_Your instructions_
Return exactly the lines of the records below, starting at the line that contains "Check that every instance of the brick" and ending at the line that contains "column 542, row 147", with both of those lines kept.

_Referring expression data_
* * * * *
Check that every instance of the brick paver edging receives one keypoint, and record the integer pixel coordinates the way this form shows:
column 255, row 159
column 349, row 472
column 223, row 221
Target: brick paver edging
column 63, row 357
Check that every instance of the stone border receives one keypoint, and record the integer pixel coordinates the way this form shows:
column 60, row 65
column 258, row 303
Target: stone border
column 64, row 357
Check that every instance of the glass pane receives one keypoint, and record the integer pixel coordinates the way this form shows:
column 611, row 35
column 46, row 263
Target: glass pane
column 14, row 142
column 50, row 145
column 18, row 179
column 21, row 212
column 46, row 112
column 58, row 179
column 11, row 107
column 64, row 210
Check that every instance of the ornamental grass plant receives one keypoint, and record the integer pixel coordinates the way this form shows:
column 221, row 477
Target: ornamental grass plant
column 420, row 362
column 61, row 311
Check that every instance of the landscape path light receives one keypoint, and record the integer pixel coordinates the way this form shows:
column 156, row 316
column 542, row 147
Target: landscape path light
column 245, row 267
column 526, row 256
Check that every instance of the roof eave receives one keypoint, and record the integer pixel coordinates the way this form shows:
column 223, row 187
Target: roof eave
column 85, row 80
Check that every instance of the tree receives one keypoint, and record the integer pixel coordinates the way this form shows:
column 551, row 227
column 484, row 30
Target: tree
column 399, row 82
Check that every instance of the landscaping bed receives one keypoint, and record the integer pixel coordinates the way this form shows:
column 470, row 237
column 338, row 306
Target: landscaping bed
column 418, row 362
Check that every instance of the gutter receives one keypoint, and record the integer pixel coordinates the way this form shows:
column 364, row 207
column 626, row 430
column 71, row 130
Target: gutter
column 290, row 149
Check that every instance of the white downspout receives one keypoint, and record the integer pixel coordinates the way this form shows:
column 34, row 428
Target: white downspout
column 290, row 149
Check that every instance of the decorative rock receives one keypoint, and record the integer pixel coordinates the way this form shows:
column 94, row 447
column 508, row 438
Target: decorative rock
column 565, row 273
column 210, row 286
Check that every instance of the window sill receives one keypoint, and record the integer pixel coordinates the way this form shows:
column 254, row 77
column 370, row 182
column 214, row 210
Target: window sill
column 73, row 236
* * * * *
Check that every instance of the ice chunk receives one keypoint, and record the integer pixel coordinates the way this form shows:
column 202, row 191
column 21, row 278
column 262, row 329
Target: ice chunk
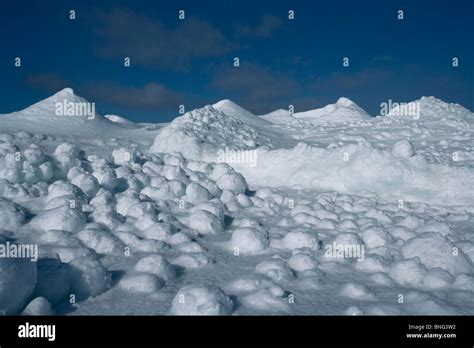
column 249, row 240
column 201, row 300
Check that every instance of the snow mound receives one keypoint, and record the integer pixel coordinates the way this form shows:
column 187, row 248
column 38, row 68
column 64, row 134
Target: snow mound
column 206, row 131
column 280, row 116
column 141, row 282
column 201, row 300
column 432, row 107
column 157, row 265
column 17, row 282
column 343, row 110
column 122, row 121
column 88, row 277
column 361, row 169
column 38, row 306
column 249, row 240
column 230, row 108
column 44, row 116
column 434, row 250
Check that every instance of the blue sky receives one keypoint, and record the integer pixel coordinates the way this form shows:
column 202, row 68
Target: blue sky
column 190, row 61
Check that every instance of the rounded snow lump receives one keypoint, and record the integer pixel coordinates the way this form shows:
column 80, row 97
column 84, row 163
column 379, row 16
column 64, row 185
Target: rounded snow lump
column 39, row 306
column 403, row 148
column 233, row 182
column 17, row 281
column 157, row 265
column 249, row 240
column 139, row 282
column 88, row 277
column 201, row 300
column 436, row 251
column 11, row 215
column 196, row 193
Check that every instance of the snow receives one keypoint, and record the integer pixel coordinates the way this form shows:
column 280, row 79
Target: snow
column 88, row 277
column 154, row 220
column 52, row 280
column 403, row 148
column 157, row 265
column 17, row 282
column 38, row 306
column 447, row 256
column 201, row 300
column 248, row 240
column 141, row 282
* * * * *
_Solution for this task_
Check that every instance of the brick paver edging receives one keypoint, and record the integer pixel coordinates the way this form shows:
column 255, row 159
column 349, row 472
column 223, row 221
Target: brick paver edging
column 63, row 357
Check that every instance of the stone border receives one keypoint, and record the integer pixel coordinates the way this form shows:
column 60, row 65
column 258, row 303
Target: stone border
column 64, row 357
Check that every instance of the glass pane receives one keypoint, and record the integer pixel coordinates the way this form shows:
column 611, row 35
column 46, row 263
Target: glass pane
column 14, row 142
column 50, row 145
column 18, row 179
column 21, row 212
column 46, row 112
column 58, row 179
column 11, row 107
column 64, row 210
Check that every instance of the ornamental grass plant receives one keypoint, and record the integer pixel coordinates the way this form shows:
column 221, row 477
Target: ornamental grass plant
column 420, row 362
column 61, row 311
Check that every instance of the landscape path light receives one keypoint, and record the integer pixel coordinates the way this form shows:
column 156, row 316
column 542, row 147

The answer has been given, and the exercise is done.